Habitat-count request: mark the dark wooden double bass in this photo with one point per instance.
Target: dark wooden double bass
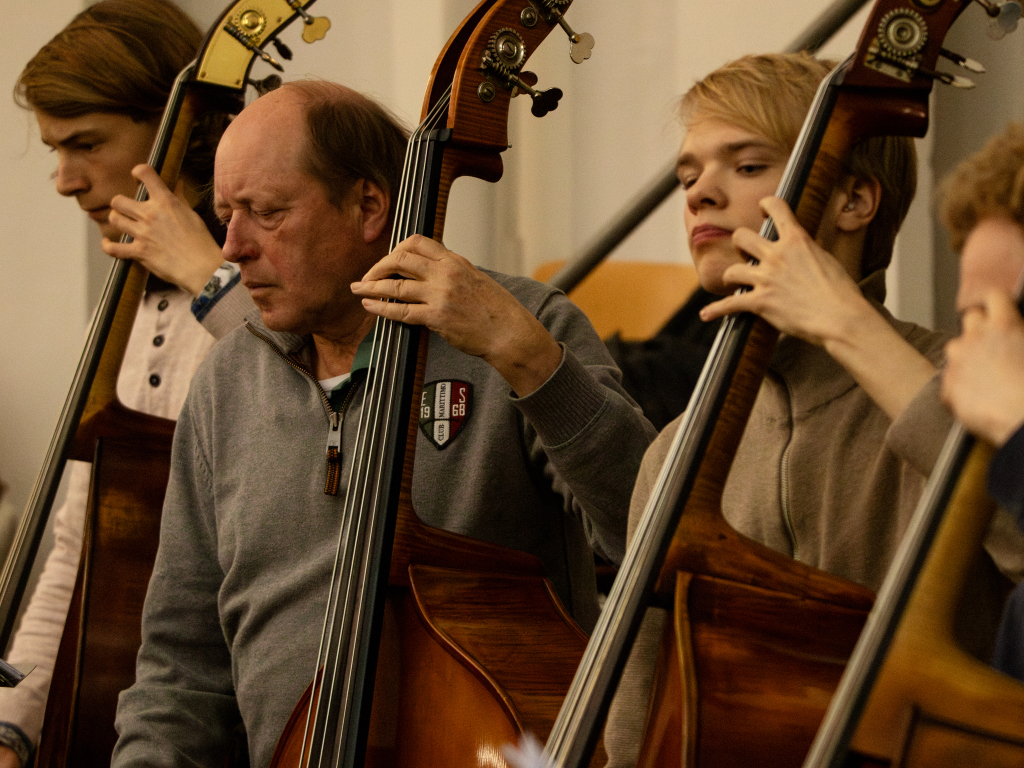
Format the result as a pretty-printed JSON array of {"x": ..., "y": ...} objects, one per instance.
[
  {"x": 129, "y": 451},
  {"x": 756, "y": 642},
  {"x": 438, "y": 648}
]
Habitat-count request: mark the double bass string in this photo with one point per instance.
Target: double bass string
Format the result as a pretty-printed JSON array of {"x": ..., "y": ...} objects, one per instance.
[
  {"x": 352, "y": 589},
  {"x": 576, "y": 728}
]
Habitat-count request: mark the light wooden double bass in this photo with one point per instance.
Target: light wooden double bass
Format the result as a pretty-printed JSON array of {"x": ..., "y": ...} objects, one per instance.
[
  {"x": 911, "y": 695},
  {"x": 129, "y": 451},
  {"x": 438, "y": 648},
  {"x": 756, "y": 642}
]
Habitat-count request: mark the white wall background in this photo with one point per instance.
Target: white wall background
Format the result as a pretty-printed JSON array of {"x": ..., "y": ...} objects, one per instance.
[{"x": 565, "y": 176}]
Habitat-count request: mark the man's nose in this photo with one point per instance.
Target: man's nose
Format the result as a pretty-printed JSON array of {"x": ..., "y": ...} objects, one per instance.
[{"x": 70, "y": 177}]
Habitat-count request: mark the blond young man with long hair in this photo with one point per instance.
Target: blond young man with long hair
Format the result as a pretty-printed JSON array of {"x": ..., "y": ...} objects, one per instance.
[{"x": 847, "y": 424}]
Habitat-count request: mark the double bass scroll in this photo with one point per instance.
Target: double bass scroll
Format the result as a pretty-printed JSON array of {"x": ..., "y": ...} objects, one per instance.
[
  {"x": 129, "y": 451},
  {"x": 467, "y": 631},
  {"x": 684, "y": 556}
]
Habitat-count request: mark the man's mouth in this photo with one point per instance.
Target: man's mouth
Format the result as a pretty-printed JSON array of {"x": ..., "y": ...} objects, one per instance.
[{"x": 707, "y": 232}]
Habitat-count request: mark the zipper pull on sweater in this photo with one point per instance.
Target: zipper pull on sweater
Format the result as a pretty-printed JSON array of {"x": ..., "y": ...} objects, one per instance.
[{"x": 334, "y": 455}]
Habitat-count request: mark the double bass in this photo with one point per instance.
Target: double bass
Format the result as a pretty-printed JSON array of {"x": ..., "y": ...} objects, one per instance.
[
  {"x": 129, "y": 451},
  {"x": 437, "y": 648},
  {"x": 756, "y": 643}
]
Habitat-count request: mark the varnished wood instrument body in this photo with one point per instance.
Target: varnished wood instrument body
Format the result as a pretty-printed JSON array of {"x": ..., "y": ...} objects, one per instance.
[
  {"x": 472, "y": 646},
  {"x": 129, "y": 451},
  {"x": 757, "y": 642},
  {"x": 934, "y": 704}
]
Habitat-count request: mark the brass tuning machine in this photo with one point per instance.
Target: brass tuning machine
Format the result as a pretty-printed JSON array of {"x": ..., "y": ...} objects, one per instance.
[
  {"x": 581, "y": 45},
  {"x": 504, "y": 57},
  {"x": 315, "y": 27}
]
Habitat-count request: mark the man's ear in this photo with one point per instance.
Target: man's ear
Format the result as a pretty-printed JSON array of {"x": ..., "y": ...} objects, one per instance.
[
  {"x": 860, "y": 200},
  {"x": 375, "y": 204}
]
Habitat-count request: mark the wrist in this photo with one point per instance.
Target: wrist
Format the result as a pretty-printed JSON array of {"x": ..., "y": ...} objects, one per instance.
[{"x": 527, "y": 363}]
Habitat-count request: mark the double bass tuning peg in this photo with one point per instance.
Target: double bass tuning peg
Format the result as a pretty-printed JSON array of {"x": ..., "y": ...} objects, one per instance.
[
  {"x": 581, "y": 45},
  {"x": 1004, "y": 15},
  {"x": 505, "y": 55},
  {"x": 315, "y": 27}
]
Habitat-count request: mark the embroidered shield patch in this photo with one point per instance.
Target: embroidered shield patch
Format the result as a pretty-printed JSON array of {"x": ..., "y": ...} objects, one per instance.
[{"x": 444, "y": 409}]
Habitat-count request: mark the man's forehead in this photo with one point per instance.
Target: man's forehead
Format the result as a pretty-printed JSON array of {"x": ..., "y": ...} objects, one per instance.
[
  {"x": 720, "y": 138},
  {"x": 55, "y": 130}
]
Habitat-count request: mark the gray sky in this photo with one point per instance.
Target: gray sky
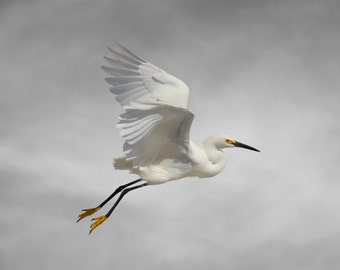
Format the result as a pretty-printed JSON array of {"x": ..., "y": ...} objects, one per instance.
[{"x": 265, "y": 72}]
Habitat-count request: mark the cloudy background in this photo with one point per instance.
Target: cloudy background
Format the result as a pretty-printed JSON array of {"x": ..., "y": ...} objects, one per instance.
[{"x": 265, "y": 72}]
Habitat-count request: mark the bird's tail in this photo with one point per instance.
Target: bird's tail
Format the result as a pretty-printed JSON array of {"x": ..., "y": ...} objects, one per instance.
[{"x": 122, "y": 164}]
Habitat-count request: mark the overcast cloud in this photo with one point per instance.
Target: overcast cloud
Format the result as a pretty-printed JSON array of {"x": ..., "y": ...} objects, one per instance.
[{"x": 265, "y": 72}]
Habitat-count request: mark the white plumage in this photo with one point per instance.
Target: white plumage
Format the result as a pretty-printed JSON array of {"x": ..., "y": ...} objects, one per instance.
[{"x": 156, "y": 127}]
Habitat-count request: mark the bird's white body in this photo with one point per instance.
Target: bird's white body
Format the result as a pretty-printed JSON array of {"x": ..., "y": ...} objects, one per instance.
[
  {"x": 156, "y": 124},
  {"x": 200, "y": 161}
]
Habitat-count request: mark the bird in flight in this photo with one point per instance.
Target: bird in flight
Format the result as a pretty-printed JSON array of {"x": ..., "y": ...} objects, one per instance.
[{"x": 156, "y": 128}]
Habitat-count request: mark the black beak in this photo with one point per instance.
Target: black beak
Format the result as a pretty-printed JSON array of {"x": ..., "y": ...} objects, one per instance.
[{"x": 238, "y": 144}]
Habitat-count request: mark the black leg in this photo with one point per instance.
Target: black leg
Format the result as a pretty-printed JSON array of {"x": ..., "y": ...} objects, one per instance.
[
  {"x": 90, "y": 211},
  {"x": 121, "y": 197},
  {"x": 119, "y": 189},
  {"x": 99, "y": 220}
]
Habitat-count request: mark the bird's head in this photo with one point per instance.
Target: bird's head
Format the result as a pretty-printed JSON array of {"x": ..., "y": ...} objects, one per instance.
[
  {"x": 234, "y": 143},
  {"x": 222, "y": 141}
]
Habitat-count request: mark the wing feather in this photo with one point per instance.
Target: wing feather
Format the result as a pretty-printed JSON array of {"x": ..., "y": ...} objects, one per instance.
[{"x": 155, "y": 103}]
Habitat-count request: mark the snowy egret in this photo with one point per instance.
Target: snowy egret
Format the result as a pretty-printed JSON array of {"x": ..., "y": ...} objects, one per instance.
[{"x": 155, "y": 126}]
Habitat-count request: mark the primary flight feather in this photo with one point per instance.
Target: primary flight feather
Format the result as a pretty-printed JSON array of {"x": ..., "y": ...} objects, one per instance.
[{"x": 156, "y": 127}]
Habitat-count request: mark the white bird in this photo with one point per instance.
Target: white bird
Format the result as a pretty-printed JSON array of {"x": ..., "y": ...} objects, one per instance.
[{"x": 156, "y": 126}]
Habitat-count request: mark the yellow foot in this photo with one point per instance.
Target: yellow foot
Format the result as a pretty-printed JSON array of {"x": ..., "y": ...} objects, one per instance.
[
  {"x": 87, "y": 212},
  {"x": 97, "y": 221}
]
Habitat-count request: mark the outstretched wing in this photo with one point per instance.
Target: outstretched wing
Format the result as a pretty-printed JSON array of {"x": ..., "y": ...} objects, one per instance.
[{"x": 156, "y": 121}]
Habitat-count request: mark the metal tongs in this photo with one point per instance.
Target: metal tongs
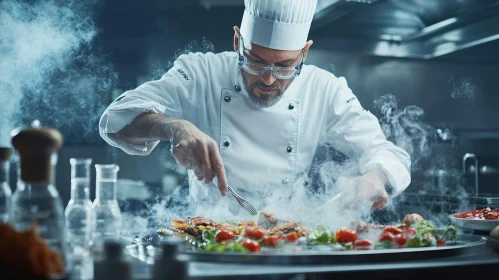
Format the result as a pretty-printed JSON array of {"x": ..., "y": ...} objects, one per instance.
[
  {"x": 243, "y": 202},
  {"x": 319, "y": 210}
]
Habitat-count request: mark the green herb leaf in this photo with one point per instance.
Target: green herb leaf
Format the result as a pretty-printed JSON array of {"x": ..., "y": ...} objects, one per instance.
[{"x": 208, "y": 236}]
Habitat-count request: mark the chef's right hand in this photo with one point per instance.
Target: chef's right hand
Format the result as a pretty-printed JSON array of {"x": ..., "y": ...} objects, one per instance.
[{"x": 195, "y": 150}]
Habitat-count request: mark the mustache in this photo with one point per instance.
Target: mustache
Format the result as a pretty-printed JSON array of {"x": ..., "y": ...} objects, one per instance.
[{"x": 264, "y": 86}]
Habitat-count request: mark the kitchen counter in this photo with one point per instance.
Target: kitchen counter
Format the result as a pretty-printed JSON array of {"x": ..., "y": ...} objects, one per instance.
[{"x": 479, "y": 261}]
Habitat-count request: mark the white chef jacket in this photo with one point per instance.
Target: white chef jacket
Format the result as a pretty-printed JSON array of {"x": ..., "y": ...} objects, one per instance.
[{"x": 260, "y": 146}]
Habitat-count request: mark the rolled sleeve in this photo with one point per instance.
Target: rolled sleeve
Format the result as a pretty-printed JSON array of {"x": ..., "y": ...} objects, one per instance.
[
  {"x": 356, "y": 132},
  {"x": 167, "y": 96}
]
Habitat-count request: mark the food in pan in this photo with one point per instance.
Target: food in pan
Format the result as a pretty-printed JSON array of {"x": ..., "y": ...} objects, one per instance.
[
  {"x": 24, "y": 254},
  {"x": 272, "y": 232},
  {"x": 480, "y": 214}
]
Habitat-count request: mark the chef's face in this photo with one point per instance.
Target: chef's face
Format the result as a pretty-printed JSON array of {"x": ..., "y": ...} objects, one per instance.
[{"x": 266, "y": 90}]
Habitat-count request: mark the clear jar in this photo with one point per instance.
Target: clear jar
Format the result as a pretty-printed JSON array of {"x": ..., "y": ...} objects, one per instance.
[
  {"x": 39, "y": 203},
  {"x": 107, "y": 214},
  {"x": 5, "y": 191},
  {"x": 79, "y": 212}
]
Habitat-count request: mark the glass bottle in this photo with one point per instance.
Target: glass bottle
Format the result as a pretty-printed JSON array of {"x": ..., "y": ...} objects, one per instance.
[
  {"x": 107, "y": 214},
  {"x": 78, "y": 212},
  {"x": 36, "y": 200},
  {"x": 5, "y": 191}
]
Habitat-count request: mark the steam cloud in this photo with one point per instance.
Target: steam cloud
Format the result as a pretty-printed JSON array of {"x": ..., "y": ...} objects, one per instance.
[{"x": 49, "y": 70}]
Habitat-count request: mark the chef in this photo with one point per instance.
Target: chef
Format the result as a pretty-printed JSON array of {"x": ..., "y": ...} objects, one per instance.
[{"x": 253, "y": 118}]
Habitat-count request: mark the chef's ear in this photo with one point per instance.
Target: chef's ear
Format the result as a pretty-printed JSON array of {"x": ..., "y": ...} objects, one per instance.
[
  {"x": 306, "y": 48},
  {"x": 236, "y": 38}
]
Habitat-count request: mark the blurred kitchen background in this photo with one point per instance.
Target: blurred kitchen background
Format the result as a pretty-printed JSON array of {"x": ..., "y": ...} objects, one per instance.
[{"x": 439, "y": 57}]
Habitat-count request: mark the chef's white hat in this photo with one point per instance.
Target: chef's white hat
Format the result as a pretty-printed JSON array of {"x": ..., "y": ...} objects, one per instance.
[{"x": 277, "y": 24}]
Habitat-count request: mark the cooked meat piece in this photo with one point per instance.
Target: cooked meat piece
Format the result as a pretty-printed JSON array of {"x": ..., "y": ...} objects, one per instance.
[
  {"x": 363, "y": 227},
  {"x": 287, "y": 227},
  {"x": 268, "y": 220},
  {"x": 227, "y": 227},
  {"x": 193, "y": 231},
  {"x": 200, "y": 221},
  {"x": 179, "y": 224},
  {"x": 249, "y": 223},
  {"x": 412, "y": 218},
  {"x": 167, "y": 230}
]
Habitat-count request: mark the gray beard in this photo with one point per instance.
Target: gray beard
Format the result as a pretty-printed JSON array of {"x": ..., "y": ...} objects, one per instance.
[{"x": 262, "y": 101}]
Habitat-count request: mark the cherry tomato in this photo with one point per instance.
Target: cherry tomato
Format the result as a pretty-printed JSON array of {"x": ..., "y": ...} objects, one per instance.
[
  {"x": 400, "y": 239},
  {"x": 363, "y": 243},
  {"x": 179, "y": 224},
  {"x": 251, "y": 245},
  {"x": 393, "y": 230},
  {"x": 440, "y": 241},
  {"x": 344, "y": 235},
  {"x": 387, "y": 236},
  {"x": 254, "y": 232},
  {"x": 272, "y": 241},
  {"x": 224, "y": 235},
  {"x": 409, "y": 232},
  {"x": 292, "y": 237},
  {"x": 491, "y": 216}
]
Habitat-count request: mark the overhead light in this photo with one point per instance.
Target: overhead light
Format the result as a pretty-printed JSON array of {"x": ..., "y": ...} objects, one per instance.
[
  {"x": 363, "y": 1},
  {"x": 389, "y": 37}
]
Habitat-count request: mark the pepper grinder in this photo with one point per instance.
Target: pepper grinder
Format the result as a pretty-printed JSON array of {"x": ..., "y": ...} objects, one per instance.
[
  {"x": 171, "y": 265},
  {"x": 36, "y": 200},
  {"x": 5, "y": 191}
]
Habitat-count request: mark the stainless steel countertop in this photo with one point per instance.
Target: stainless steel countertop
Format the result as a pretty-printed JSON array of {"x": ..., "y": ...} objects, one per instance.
[{"x": 481, "y": 256}]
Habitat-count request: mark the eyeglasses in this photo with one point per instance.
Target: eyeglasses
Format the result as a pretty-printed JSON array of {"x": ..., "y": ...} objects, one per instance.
[{"x": 257, "y": 69}]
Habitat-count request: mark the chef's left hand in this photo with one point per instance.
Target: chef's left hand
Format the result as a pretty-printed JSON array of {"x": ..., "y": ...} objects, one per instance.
[{"x": 366, "y": 190}]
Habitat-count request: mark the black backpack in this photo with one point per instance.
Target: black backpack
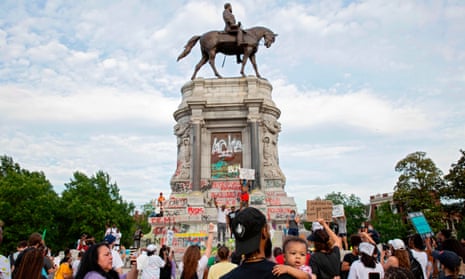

Work to be completed = Make a copy of each line in the records that has the word "body".

Written solution =
Habitat-count request: mark the varnished wood instrument body in this photo with one point per instance.
Target: varnished wood instrument body
Habitat-count request: mark the bird's white body in this photo with one point per instance.
Target: bird's white body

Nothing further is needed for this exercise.